What you are asked to do | Every entry below, from first to last, should be copied exactly.

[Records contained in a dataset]
----

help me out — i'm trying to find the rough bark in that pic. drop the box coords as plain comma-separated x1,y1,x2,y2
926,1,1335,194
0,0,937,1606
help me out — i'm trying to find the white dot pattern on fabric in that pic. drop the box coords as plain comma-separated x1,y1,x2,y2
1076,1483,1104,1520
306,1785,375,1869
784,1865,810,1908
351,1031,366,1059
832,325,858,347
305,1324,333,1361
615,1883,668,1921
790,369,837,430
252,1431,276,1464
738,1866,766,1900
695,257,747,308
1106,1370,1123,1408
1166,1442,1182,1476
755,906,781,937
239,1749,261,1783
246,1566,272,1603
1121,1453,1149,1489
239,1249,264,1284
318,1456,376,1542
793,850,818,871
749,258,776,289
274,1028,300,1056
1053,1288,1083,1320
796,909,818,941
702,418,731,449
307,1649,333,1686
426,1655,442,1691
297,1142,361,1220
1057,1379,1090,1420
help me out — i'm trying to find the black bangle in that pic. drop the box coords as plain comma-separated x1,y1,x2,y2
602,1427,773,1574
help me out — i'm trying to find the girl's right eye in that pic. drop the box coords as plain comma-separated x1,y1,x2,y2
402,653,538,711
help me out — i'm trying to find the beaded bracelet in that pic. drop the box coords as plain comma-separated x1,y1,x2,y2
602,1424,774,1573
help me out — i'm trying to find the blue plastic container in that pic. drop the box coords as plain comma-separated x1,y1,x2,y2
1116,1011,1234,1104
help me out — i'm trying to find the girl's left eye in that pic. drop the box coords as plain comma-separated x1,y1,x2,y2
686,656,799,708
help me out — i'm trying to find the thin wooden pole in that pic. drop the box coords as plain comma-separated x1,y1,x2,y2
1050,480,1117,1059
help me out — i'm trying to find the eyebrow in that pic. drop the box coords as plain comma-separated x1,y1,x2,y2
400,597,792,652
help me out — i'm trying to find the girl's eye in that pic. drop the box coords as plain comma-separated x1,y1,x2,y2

----

The completed task |
help me out — i'm trying to find the rough bark in that pic. drop the box coords as plain comma-separated x1,y1,x2,y2
926,1,1335,194
0,0,937,1606
help me out — i'm trying to find the white dot pattern on fabric in that pic. drop the box coords as plain comma-separated x1,y1,x2,y2
1076,1483,1104,1520
306,1785,375,1869
784,1865,810,1908
351,1031,366,1059
832,325,858,347
305,1324,333,1361
615,1883,668,1921
790,369,837,430
252,1431,276,1464
738,1866,766,1900
695,257,747,308
1106,1370,1123,1408
1166,1442,1182,1476
755,906,781,937
239,1749,261,1783
246,1566,272,1603
1121,1453,1149,1489
239,1249,264,1284
318,1456,376,1542
793,850,818,871
749,258,776,289
274,1028,300,1056
1053,1288,1083,1320
796,909,818,941
702,418,731,449
307,1649,333,1686
426,1655,442,1691
297,1142,361,1220
1057,1379,1090,1420
help me out — i'm trying to find the black bangle in that pic. drop the box coords as plain comma-separated x1,y1,x2,y2
602,1427,773,1574
help me out — i'm trying to find the girl's right eye in that pic. drop the box coords as plain comma-separated x1,y1,x2,y2
402,653,538,711
help me out — i'm trying to find the beaded bracelet in that pic. drop the box coords as plain comma-separated x1,y1,x2,y2
602,1424,774,1573
help me out — i'm trying to find the blue plastic container in that pic. drop the box coords as plain comma-separated x1,y1,x2,y2
1116,1011,1234,1104
help me out — i'm trying to find the girl's left eye in that pic. drop the box coords as plain comma-separated x1,y1,x2,y2
686,656,799,708
help me out — i'm trying to find the thin wooden pole in that pic. drop the box coords as plain comma-separated x1,y1,x2,y2
1050,480,1117,1059
help me out — i'm trying to find the eyebrow in that pic. drop the box coords as plain comma-separated x1,y1,x2,y2
400,597,792,652
help me out — i'm trying to find the girl's eye in that pic. drop the box coords as plain comma-separated x1,y1,x2,y2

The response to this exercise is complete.